What the task asks:
According to the lecture announcement, where is the lecture held?

*** Opening of Selected text ***

Professor Mei-Po Kwan: Big Data and Geospatial Technologies for Health Research

  • Date: 27 November 2023, 13:15–14:30
  • Location: Ekonomikum, Hörsal 2
  • Type: Lecture
  • Lecturer: Professor Mei-Po Kwan
  • Organiser: The Department of Human Geography
  • Contact person: Olivia Butler

As part of the Uppsala Lecture in Human Geography, we welcome Professor Mei-Po Kwan to the Department of Human Geography for a lecture on "Big Data and Geospatial Technologies for Health Research".


The rapid development and widespread use of advanced geospatial technologies such as GPS, remote sensing, mobile sensing, and location-aware devices in recent years have greatly facilitated the acquisition of enormous amounts of high-resolution space-time data. To build smart and healthy cities, we need to integrate these multi-source geospatial big data acquired by earth observation technologies and mobile sensing technologies to provide more accurate assessments of individual exposures to environmental or social risk factors, and to develop planning policies to improve health for all. In this presentation, I will discuss how these new developments can provide new insights into the relationships between people’s mobility, health behaviors, and the complex spatiotemporal dynamics of environmental influence Drawing upon my recent projects on individual exposures to green/blue spaces, light-at-night, and air and noise pollution, I explore how the collection, integration, and analysis of high-resolution space-time data enabled by advanced geospatial and mobile technologies (e.g., real-time mobile sensing and GPS tracking) can help identify the “truly relevant geographic context in space and time” and provide new insights into the relationships between human health, people’s daily mobility, and the complex spatiotemporal dynamics of environmental influences.

*** Close of Selected text ***
*** Opening of Record set ***

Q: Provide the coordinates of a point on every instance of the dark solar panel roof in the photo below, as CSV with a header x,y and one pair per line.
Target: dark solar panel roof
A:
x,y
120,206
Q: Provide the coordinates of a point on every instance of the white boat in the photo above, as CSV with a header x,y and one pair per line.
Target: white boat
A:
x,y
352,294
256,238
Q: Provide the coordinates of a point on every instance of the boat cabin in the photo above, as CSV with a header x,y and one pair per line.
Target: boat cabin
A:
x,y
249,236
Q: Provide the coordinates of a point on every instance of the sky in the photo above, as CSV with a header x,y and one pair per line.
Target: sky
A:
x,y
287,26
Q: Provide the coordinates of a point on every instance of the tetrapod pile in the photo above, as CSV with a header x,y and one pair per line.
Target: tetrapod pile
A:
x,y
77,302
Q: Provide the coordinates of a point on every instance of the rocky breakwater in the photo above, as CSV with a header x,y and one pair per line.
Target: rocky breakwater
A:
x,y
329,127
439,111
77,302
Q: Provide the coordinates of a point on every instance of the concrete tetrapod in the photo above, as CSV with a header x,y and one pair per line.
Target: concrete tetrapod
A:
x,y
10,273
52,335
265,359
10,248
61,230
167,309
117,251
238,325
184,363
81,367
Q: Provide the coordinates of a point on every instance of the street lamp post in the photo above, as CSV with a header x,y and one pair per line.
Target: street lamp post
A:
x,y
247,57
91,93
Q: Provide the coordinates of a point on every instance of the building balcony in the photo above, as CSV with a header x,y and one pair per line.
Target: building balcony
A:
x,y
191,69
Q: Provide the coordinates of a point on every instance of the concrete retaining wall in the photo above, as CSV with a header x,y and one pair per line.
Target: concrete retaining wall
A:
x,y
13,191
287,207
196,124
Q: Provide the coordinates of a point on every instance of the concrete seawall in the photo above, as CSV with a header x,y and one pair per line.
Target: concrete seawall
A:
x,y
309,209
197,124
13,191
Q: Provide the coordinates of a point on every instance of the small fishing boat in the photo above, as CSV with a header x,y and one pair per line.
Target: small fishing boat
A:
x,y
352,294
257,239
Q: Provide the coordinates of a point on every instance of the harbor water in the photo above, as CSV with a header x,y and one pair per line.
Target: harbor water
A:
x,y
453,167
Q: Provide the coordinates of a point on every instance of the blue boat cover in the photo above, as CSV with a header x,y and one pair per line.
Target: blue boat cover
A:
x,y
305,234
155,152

*** Close of Record set ***
*** Opening of Record set ***

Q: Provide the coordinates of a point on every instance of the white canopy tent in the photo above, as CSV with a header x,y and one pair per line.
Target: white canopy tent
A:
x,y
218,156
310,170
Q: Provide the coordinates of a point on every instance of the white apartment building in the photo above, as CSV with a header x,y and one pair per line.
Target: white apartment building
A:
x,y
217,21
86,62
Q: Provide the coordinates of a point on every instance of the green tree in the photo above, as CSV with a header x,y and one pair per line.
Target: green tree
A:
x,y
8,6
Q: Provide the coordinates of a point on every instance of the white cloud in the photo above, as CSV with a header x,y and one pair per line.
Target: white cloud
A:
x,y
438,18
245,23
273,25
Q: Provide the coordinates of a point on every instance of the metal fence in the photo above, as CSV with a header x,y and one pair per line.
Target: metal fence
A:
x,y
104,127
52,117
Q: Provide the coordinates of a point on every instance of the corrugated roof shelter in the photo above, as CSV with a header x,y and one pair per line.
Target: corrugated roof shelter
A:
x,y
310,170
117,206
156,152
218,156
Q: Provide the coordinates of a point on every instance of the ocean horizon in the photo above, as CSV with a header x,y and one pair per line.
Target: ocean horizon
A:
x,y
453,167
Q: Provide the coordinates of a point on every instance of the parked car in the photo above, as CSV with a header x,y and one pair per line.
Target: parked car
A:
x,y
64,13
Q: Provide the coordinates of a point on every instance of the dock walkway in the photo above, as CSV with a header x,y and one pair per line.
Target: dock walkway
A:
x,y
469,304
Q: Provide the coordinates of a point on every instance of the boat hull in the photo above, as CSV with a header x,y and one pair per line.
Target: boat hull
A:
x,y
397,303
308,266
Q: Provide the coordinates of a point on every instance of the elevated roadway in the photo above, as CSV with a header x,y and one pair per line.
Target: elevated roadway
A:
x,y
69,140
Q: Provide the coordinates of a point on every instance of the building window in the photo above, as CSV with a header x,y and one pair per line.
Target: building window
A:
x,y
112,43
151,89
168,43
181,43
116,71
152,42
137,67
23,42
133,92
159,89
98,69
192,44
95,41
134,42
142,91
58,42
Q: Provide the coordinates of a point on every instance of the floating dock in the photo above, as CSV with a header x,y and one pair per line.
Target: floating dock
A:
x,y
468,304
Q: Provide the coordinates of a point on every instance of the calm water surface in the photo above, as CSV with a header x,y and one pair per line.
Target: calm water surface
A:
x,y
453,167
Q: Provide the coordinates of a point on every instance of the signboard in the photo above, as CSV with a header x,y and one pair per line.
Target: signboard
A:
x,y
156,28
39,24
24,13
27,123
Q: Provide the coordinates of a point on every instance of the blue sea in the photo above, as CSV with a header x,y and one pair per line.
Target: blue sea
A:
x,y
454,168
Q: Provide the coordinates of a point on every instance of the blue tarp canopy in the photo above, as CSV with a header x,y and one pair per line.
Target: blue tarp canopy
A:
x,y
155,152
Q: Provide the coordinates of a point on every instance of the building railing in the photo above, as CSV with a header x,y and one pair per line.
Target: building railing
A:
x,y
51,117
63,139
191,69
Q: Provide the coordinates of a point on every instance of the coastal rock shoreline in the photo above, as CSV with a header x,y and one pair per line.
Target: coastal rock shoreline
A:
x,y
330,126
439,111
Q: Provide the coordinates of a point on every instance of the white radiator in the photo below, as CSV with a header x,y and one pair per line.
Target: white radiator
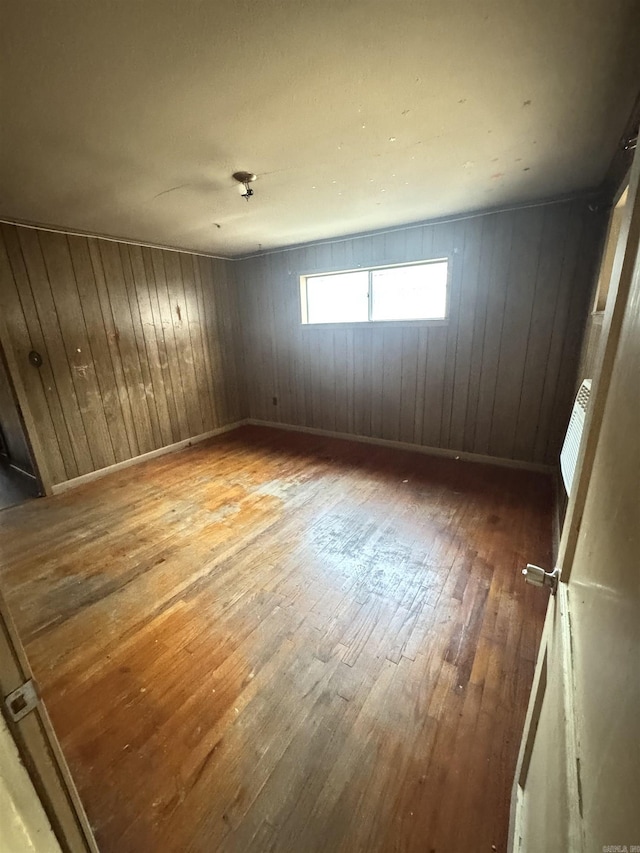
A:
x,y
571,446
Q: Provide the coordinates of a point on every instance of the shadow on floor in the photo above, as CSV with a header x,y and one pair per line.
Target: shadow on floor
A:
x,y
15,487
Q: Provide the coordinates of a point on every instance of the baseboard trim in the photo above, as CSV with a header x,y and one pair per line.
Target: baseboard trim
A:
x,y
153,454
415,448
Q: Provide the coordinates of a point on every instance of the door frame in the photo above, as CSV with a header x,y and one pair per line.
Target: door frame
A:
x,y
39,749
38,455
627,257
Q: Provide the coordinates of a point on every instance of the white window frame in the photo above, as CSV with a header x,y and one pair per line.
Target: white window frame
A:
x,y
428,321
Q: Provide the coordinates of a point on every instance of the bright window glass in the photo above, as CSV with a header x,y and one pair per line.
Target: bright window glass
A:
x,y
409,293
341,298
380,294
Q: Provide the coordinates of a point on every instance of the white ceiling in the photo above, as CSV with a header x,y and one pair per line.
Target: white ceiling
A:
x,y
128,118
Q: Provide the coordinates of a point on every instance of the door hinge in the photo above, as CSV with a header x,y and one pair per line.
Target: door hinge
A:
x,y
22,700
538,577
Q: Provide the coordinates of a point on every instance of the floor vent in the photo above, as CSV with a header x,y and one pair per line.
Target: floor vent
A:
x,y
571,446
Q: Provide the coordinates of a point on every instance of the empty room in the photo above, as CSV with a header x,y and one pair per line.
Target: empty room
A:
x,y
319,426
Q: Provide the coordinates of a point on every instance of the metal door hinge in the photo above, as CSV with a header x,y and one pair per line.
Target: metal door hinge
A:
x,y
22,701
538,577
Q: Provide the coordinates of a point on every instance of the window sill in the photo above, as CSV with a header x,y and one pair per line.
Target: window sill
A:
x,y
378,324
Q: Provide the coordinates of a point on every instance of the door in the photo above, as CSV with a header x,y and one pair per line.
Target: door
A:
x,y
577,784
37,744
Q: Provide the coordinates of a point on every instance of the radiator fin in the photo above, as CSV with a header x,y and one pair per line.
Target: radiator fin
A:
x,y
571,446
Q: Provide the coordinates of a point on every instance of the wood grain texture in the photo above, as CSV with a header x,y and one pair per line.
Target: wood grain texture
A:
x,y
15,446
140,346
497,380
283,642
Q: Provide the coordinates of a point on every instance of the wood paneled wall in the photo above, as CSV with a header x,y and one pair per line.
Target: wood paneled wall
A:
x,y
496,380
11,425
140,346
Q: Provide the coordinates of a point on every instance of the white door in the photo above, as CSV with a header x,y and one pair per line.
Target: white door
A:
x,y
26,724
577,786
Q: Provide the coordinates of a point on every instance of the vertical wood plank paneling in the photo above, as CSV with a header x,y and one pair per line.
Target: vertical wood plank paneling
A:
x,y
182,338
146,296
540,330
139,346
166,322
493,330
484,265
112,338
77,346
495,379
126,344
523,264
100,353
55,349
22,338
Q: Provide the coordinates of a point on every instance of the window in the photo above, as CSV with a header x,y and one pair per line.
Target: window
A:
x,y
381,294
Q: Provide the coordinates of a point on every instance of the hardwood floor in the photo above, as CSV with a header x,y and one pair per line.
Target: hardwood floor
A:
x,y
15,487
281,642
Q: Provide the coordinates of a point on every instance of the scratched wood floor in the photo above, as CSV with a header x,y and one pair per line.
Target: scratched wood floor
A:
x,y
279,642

*** Close of Record set ***

Your response:
Ekonomikum, Hörsal 2